- **ASSIGNMENT A**
According to the article on Canada's transit rules for Alaska-bound travelers, why did the Canada Border Services Agency announce the new rules? Answer in one to three sentences.
- **ASSIGNMENT B**
From the article on Canada's transit rules for Alaska-bound travelers, extract the passage from "Americans traveling to" to "-North Portal (Saskatchewan)", word for word.

Americans traveling to Alaska through Canada for work or to return home will now face firmer rules to prevent what is being coined the ‘Alaska loophole,’ where Americans claim to be Alaska-bound to skirt the border closure to non-essential travel.
To reduce the risk of importing Covid-19 cases from the U.S. and to minimize the time travelers spend in the country, the Canada Border Services Agency (CBSA) announced the following rules for foreign nationals traveling through Canada to Alaska, in a July 30 press release. As of July 31, travelers must:
Enter Canada at one of the five identified CBSA ports of entry:
-Abbotsford-Huntingdon (British Columbia)
-Kingsgate (British Columbia)
-North Portal (Saskatchewan)
-Osoyoos (British Columbia)
-Will be allowed a reasonable period of time to carry out
-Will be limited to travel within Canada using the most direct route from the point of entry to the intended point of exit, while avoiding all national parks, leisure sites and tourism activities
-Will be required, before entering the U.S., to report to the nearest CBSA point of entry to confirm their exit from Canada
Previously, Americans could travel through Canada, to or from Alaska, if they could satisfy a border services officer that they were traveling for non-discretionary purposes and did not exhibit any signs of Covid-19 symptoms. Examples of non-discretionary travel, according to the Canadian government’s website, include work and study, critical infrastructure support, economic services and supply chain, and health, immediate medical care, safety and security.

- **Referring expression data**
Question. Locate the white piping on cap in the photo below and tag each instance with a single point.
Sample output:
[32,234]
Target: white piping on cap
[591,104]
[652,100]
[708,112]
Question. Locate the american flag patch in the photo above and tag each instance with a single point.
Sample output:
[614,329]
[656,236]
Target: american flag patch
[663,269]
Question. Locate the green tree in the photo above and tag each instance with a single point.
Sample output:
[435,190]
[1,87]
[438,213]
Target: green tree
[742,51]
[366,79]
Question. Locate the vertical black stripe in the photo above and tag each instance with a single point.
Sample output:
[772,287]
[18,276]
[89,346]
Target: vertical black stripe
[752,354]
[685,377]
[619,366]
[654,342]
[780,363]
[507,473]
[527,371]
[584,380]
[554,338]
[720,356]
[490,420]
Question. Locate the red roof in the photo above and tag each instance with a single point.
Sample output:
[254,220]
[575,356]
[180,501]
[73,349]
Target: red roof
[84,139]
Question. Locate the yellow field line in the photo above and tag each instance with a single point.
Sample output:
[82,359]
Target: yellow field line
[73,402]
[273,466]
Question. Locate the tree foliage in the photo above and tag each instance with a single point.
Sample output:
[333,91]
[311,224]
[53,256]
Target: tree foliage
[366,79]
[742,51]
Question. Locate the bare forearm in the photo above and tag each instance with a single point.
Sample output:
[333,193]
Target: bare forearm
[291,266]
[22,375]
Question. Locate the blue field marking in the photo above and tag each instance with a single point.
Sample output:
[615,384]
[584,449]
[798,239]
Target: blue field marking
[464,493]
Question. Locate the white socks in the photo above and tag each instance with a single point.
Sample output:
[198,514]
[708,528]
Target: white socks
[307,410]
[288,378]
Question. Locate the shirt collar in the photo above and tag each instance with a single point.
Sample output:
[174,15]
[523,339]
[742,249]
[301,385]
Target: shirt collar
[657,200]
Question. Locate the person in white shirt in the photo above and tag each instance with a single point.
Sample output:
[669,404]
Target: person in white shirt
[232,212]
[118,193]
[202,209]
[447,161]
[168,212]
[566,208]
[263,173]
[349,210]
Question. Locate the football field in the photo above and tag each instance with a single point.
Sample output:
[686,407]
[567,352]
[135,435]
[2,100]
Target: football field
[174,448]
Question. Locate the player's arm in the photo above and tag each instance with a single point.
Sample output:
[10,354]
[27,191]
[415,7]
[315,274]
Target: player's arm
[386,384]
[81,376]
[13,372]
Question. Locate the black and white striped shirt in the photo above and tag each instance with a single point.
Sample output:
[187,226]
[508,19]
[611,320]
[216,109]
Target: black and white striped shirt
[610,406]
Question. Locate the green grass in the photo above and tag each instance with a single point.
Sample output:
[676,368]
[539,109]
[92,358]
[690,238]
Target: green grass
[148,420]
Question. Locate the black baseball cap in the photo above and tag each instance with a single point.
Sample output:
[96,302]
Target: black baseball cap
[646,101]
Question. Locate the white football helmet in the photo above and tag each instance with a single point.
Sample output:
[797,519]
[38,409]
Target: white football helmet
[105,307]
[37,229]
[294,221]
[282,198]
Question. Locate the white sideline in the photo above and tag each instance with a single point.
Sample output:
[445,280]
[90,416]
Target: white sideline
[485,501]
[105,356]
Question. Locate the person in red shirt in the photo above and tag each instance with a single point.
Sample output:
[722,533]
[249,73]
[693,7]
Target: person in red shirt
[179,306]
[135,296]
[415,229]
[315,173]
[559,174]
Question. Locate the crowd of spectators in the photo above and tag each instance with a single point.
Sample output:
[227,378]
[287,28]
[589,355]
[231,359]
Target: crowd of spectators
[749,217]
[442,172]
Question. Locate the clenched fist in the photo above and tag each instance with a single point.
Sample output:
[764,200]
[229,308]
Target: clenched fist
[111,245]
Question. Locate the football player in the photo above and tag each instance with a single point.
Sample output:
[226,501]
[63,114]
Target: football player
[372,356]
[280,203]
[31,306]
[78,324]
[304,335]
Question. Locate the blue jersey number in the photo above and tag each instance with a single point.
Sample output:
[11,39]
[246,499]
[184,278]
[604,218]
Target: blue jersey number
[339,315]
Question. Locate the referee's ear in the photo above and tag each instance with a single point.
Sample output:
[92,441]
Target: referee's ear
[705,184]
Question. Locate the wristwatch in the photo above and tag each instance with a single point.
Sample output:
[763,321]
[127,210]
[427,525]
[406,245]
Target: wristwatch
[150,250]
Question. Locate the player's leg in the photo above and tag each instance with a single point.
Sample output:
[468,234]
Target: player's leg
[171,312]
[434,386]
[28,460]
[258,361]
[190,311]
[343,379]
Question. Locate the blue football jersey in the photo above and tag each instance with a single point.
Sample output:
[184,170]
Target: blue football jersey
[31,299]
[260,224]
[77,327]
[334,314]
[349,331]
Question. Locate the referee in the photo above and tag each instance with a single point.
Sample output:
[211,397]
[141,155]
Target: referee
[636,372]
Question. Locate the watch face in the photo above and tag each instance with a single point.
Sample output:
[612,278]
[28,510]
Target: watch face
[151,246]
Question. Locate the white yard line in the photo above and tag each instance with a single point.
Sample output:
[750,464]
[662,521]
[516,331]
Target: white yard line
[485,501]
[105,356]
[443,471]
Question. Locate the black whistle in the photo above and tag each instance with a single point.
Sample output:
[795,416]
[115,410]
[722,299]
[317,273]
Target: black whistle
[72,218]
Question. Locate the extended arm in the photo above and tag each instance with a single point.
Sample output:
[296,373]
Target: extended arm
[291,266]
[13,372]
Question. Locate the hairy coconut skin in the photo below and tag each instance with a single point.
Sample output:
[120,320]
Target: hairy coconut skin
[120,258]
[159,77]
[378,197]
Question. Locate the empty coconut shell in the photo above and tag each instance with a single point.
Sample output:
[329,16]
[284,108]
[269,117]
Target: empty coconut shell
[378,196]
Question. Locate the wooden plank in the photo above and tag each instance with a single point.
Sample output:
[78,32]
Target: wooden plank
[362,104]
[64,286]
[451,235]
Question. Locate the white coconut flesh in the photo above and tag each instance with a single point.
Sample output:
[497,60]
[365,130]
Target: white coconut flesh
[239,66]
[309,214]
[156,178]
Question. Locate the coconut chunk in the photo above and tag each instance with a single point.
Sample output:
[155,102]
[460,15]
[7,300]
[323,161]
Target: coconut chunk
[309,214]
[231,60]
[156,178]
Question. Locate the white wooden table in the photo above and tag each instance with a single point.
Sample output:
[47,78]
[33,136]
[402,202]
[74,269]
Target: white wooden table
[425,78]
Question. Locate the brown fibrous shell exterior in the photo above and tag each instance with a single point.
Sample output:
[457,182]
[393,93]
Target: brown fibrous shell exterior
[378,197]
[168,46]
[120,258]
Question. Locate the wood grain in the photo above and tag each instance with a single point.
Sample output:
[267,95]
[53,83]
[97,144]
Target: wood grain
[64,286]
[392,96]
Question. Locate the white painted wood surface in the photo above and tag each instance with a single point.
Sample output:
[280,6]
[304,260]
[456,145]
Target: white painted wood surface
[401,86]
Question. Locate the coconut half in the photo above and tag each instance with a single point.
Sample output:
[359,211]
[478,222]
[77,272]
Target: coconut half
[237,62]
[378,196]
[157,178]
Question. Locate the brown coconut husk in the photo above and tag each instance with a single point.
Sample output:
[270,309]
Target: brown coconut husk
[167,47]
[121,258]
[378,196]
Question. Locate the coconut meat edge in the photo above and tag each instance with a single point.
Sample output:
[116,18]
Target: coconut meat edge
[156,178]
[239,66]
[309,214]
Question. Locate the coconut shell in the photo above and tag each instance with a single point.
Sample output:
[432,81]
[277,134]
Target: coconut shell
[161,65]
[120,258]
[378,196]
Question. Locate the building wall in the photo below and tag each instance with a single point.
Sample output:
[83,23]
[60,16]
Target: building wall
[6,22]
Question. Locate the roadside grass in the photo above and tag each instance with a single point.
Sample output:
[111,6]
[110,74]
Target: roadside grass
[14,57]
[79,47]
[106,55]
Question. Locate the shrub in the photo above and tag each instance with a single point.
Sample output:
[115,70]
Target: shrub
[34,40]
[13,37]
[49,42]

- **TASK ANSWER A**
The Canada Border Services Agency announced the rules to reduce the risk of importing Covid-19 cases from the U.S. It also wanted to minimize the time foreign nationals traveling through Canada to Alaska spend in the country.

- **TASK ANSWER B**
Americans traveling to Alaska through Canada for work or to return home will now face firmer rules to prevent what is being coined the ‘Alaska loophole,’ where Americans claim to be Alaska-bound to skirt the border closure to non-essential travel.
To reduce the risk of importing Covid-19 cases from the U.S. and to minimize the time travelers spend in the country, the Canada Border Services Agency (CBSA) announced the following rules for foreign nationals traveling through Canada to Alaska, in a July 30 press release. As of July 31, travelers must:
Enter Canada at one of the five identified CBSA ports of entry:
-Abbotsford-Huntingdon (British Columbia)
-Kingsgate (British Columbia)
-North Portal (Saskatchewan)